### TASK DIRECTIONS
From the entries below, give the number of lines where the word "snowy" occurs, and nothing else.

Referring expression pointing data

<<<<

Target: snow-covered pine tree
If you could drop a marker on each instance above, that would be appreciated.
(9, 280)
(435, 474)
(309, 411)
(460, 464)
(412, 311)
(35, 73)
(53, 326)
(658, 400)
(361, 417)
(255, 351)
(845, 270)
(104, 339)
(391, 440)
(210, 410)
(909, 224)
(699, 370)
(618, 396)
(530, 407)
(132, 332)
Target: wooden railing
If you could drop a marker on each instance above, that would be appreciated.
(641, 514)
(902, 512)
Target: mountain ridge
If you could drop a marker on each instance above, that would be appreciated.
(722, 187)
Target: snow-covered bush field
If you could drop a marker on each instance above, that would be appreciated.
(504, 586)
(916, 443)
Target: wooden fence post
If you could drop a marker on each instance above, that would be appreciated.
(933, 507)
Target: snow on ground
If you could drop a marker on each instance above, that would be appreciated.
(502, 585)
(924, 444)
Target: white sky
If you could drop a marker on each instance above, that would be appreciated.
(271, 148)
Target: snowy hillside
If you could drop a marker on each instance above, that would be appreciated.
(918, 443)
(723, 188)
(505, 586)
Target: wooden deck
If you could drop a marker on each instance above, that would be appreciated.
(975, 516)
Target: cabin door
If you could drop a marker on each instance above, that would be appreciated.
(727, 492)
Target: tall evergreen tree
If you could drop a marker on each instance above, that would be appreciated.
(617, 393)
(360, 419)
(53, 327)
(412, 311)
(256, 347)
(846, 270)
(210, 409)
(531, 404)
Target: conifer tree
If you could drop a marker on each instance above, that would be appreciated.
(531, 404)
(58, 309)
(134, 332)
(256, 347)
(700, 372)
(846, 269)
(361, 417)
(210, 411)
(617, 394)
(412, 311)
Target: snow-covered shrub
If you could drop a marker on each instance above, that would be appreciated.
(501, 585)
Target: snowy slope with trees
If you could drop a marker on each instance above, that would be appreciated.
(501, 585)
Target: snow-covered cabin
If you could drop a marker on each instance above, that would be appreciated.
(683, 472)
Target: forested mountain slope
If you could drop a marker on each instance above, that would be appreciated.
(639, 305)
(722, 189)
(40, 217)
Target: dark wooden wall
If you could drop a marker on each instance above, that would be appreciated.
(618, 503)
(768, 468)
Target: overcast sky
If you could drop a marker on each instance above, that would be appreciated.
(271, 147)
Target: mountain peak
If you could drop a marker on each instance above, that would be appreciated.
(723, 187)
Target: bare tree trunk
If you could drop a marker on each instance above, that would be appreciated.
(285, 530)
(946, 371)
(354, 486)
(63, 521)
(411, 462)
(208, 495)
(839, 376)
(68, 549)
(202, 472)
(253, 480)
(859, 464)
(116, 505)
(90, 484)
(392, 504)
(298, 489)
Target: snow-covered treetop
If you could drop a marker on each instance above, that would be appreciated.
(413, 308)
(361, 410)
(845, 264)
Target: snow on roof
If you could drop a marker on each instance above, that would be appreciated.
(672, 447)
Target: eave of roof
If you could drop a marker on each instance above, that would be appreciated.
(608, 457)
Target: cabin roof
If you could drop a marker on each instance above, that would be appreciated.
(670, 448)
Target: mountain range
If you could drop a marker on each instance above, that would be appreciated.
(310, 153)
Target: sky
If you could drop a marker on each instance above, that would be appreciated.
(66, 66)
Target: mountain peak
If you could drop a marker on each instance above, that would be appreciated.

>>>>

### RESPONSE
2